**WHAT IS NEEDED:**
Each record below is to be reproduced without any change.

(Saved entries)
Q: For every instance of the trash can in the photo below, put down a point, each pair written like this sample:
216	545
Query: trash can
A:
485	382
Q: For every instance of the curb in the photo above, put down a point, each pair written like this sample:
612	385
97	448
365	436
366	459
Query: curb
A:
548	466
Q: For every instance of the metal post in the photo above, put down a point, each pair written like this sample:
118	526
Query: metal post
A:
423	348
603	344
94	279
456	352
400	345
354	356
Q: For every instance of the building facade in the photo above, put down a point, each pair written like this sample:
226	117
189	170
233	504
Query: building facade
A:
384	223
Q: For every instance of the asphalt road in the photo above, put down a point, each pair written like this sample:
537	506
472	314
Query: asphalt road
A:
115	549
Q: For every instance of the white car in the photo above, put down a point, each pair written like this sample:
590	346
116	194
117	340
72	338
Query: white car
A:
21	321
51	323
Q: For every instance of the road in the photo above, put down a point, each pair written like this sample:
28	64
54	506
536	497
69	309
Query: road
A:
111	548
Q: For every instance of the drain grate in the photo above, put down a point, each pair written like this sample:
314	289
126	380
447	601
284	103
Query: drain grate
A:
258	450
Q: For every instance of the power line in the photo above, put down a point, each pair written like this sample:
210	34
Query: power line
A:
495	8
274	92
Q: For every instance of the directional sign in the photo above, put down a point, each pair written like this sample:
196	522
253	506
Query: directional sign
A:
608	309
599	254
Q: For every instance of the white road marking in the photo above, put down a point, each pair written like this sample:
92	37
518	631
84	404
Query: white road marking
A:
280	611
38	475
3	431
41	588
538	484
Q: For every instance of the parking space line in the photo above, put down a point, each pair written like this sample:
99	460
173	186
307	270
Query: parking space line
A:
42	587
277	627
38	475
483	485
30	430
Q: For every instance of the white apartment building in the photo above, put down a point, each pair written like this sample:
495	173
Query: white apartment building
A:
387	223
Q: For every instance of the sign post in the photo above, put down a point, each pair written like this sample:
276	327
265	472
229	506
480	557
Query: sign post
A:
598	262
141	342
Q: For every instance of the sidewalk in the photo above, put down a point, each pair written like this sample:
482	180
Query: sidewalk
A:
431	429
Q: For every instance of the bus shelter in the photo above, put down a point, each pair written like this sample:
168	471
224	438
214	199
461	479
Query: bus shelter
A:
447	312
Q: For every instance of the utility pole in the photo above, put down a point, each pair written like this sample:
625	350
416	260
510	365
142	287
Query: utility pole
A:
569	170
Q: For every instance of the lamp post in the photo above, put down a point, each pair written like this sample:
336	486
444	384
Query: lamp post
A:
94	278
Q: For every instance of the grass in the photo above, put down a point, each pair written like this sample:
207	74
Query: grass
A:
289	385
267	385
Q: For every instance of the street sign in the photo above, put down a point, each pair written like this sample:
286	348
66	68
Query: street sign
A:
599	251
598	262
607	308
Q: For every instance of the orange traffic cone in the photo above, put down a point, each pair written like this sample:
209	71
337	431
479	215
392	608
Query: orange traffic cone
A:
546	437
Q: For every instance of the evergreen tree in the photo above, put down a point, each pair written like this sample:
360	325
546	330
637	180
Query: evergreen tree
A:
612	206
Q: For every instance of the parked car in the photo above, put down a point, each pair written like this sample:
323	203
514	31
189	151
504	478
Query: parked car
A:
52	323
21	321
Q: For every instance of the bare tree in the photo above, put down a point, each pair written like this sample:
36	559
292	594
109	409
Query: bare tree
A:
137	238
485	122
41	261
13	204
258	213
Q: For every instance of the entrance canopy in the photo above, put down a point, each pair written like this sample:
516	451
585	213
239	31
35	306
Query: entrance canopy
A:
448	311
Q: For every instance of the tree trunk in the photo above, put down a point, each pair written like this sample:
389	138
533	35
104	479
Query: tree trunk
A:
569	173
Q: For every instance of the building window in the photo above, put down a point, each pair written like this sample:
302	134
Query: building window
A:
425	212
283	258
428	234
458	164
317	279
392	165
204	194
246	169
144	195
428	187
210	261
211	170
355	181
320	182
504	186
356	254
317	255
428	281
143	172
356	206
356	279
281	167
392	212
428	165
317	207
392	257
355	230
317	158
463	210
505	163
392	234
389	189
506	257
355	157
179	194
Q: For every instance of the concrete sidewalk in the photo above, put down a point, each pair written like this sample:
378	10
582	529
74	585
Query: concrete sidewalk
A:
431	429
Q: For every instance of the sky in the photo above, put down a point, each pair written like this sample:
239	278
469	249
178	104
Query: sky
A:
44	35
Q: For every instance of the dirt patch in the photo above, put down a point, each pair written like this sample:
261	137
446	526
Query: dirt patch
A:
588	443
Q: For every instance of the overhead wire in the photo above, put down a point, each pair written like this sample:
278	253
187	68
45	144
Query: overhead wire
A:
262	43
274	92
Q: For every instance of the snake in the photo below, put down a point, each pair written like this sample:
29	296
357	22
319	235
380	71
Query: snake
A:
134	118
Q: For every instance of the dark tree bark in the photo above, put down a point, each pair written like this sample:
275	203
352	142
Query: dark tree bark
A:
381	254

**RESPONSE FOR THIS EXERCISE:**
Q: For every instance of the trash can in the photo below, put down a point, each pair written like this sample:
216	545
Query: trash can
A:
485	382
Q: For every instance of the curb in the photo above, put down a point, each pair written like this sample:
612	385
97	448
365	436
366	459
Query: curb
A:
548	466
Q: For every instance of the metal post in the photo above, put down a point, each pair written like this sample:
118	526
Query: metal post
A:
423	348
603	344
94	279
456	352
400	345
354	356
Q: For every instance of the building facade in the photo above, put down a point, each pair written like this sample:
226	117
189	170
233	504
Query: building facade
A:
384	223
Q: For every instance of the asphalt road in the photo above, put down a point, each pair written like this sample:
537	506
472	314
Query: asphalt road
A:
115	549
Q: For every instance of the white car in the photo above, put down a point, each pair written like this sample:
590	346
116	194
117	340
72	338
Query: white car
A:
21	321
51	323
Q: For every instance of the road in the photo above, put down a point, each pair written like this sample:
28	64
54	506
536	497
69	309
Query: road
A:
111	548
Q: For every instance of the drain grate in the photo above, put down a point, each pair written like this sample:
314	289
126	380
447	601
284	103
Query: drain grate
A:
258	450
Q: For every instance of the power line in the photo above, put down a point, each pair written like this sample:
210	34
Query: power line
A:
495	8
274	92
Q: For every instance of the directional sign in the photo above, put down a point, each pair written like this sample:
196	522
253	506
Query: directional sign
A:
608	309
599	254
Q: For every instance of the white road marking in the photo above, put down a point, each pair written like this sample:
92	37
518	631
84	404
Query: white road marking
A:
280	611
38	475
3	431
41	588
538	484
Q: For every instance of the parking space line in the photo above, put down a point, each pair written like this sample:
99	460
173	186
307	270
Query: parking space line
A:
42	587
277	627
38	475
483	485
30	430
Q: For every instance of the white apartment building in the photo above, put down a point, each pair written like this sample:
495	173
Query: white apartment building
A:
387	223
Q: For every instance of the sign post in the photo above, put down a point, each pair written like this sample:
276	327
265	472
229	506
480	557
Query: sign post
A:
598	262
141	342
Q: For every instance of the sidewalk in the photo above, put down a point, each pair written like this sample:
482	180
Query: sidewalk
A:
431	429
Q: For every instance of the bus shelter in the photo above, put down a point, each pair written like this sample:
168	471
224	438
214	199
461	479
Query: bus shelter
A:
447	312
Q: For every instance of the utility pole in the photo above, put down a point, each pair written like this sample:
625	350
416	260
510	365
142	287
Query: utility pole
A:
569	170
Q: For every instance of the lamp post in the photo above, put down a point, each pair written like this sample:
336	486
444	384
Query: lamp post
A:
94	278
Q: For every instance of the grass in the photo above, put down a point, each pair written like this sample:
207	74
Query: grass
A:
289	385
267	385
Q: For every instance of the street sign in the photo above, put down a point, each pair written like this sample:
286	348
66	68
Query: street sign
A:
599	251
598	262
607	308
Q: For every instance of the orange traffic cone in the photo above, put down a point, each pair written like this sample:
209	71
337	431
479	215
392	608
Query: orange traffic cone
A:
546	437
Q: For every instance of the evergreen tree in the photo above, put down a point, each pair written like this sample:
360	325
546	330
637	180
Query: evergreen tree
A:
612	206
Q: For every instance of the parked car in the photo above, put down a point, each pair written like this sample:
323	203
514	31
189	151
504	478
Query: parked car
A:
52	323
21	321
Q: For every instance of the bare tree in the photo above, put down a point, each pair written like this sample:
36	559
292	594
109	409
Query: bare tree
A:
137	238
485	122
41	261
13	204
258	213
Q: For every instance of the entrance canopy in the photo above, put down a point, each pair written like this sample:
516	451
585	213
239	31
35	306
Query: entrance canopy
A:
448	311
Q: For every instance of the tree trunk in the photo above, put down a point, each pair written like this sample:
389	138
533	35
104	479
Query: tree trunk
A:
569	173
Q: For every instance of the building window in the photo above, put down a point, each pair written like this sample:
302	134
Query: building window
A:
425	212
283	258
428	234
458	164
317	279
392	165
204	194
246	169
144	195
428	187
210	261
211	170
355	181
320	182
504	186
356	254
317	255
428	281
143	172
356	206
356	279
281	167
392	212
428	165
317	207
392	257
355	230
317	158
463	210
505	163
392	234
389	189
506	257
355	157
179	194
Q: For every instance of the concrete sidewalk in the photo above, put down a point, each pair written like this sample:
378	10
582	529
74	585
Query: concrete sidewalk
A:
431	429
Q: For every instance of the sky in the photo above, put down a point, each pair written like this sample:
239	278
469	249
178	104
Query: sky
A:
44	35
Q: For every instance of the dirt patch in the photo above, put down a point, each pair written like this sample:
261	137
446	526
Query: dirt patch
A:
588	443
Q: For every instance of the overhead wire in the photo above, put down a point, each pair written like this sample:
278	253
187	68
45	144
Query: overhead wire
A:
262	43
274	92
Q: For every instance of the snake in the photo below, put down a point, each pair written like this sample:
29	296
357	22
319	235
380	71
Query: snake
A:
134	118
Q: For every instance of the dark tree bark in the photo above, put down a point, each pair written like this sample:
275	203
352	142
Query: dark tree bark
A:
381	254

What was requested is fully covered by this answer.